Task to complete >>
Add 101 to every coordinate in the answers and write out the records again, requests included, starting at the beginning and going on through the line with "(0, 0), (115, 201)".

## BEGIN Data supplied

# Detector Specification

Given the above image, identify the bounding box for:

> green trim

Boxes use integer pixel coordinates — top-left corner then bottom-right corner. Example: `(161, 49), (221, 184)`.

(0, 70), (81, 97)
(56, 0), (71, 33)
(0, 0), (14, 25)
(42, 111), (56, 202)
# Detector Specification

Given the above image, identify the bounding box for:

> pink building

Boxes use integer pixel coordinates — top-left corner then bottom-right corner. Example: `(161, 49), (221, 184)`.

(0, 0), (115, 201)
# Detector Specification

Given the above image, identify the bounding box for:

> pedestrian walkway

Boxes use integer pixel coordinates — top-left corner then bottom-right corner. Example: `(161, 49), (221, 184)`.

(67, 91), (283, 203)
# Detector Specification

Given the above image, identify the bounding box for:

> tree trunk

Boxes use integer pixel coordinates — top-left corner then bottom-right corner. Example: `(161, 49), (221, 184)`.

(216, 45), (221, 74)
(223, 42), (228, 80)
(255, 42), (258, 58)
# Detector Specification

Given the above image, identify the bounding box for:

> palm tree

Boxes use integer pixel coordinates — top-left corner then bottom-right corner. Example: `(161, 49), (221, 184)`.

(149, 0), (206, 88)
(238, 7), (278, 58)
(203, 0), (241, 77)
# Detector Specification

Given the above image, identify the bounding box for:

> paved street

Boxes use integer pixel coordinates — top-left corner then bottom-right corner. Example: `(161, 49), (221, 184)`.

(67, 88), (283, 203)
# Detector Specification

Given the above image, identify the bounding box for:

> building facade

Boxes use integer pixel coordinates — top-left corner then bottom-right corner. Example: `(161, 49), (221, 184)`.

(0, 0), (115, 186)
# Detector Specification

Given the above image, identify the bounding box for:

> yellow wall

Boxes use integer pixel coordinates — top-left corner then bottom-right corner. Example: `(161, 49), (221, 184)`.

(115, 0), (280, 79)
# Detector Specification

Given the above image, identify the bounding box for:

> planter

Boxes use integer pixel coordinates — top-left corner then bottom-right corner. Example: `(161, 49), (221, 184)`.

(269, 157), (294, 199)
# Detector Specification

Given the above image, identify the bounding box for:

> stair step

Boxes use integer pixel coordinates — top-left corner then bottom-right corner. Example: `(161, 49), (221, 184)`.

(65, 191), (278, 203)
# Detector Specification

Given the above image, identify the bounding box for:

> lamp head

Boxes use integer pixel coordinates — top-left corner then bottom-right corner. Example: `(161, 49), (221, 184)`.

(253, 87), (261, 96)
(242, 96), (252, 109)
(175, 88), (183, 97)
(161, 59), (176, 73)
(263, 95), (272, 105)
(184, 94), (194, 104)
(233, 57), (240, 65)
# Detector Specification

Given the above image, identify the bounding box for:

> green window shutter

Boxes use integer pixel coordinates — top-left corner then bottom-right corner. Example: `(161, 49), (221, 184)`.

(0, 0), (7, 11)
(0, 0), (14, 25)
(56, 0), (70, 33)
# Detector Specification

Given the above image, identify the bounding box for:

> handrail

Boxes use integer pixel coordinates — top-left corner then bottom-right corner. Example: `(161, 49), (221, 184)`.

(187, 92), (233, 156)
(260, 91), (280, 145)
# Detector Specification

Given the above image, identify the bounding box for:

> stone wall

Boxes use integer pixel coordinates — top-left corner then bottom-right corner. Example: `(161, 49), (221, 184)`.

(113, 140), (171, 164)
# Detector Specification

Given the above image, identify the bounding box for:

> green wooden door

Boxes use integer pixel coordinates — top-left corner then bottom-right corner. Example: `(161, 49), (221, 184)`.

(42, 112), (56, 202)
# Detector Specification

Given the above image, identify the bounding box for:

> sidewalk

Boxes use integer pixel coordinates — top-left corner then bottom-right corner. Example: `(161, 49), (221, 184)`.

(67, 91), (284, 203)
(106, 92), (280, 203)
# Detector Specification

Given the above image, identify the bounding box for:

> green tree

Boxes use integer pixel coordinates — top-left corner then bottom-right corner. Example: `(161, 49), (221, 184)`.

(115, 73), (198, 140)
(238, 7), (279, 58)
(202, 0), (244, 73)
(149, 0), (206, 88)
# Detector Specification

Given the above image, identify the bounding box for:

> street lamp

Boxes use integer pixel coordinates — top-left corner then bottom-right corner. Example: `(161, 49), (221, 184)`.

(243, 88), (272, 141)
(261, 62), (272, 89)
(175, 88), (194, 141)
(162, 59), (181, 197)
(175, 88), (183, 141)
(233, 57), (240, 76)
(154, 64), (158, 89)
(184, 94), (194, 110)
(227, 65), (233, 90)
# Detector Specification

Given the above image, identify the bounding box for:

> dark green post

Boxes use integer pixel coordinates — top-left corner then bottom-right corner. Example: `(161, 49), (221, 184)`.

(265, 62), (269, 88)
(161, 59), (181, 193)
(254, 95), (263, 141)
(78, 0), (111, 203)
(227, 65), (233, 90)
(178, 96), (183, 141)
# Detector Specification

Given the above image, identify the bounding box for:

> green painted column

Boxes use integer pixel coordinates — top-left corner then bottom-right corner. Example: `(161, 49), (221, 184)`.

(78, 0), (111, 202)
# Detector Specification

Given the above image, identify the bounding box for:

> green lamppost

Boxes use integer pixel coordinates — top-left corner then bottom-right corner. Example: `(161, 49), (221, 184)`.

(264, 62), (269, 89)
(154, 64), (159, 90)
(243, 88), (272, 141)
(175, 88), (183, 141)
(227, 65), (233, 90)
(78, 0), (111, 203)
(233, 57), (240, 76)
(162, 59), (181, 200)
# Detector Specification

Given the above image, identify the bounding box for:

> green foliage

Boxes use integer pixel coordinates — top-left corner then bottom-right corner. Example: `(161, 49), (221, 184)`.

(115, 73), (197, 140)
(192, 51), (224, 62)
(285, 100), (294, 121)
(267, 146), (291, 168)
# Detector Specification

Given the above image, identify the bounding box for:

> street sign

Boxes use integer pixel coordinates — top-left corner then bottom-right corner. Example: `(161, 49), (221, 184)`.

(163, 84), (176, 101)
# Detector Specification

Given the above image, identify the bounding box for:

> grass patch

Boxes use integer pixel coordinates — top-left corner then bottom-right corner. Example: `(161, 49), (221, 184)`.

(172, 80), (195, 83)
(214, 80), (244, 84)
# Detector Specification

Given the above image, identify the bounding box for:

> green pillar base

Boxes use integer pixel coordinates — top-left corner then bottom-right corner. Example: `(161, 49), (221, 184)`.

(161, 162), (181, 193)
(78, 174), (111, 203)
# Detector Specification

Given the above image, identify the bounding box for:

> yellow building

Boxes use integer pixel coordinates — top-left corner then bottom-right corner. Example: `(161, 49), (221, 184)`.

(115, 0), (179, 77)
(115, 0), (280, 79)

## END Data supplied

Result below >>
# Detector Specification

Given the above image, identify the bounding box for:

> green trim

Boxes use integer pixel coordinates — top-left corner then bottom-right corner. Example: `(161, 49), (221, 184)`.

(101, 171), (182, 198)
(157, 101), (172, 134)
(101, 101), (115, 126)
(143, 212), (157, 303)
# Detector Specification

Given the above image, identify the bounding box for:

> pink building

Boxes use integer pixel coordinates — top-left corner then bottom-right corner. Example: `(161, 49), (221, 184)`.

(101, 101), (216, 302)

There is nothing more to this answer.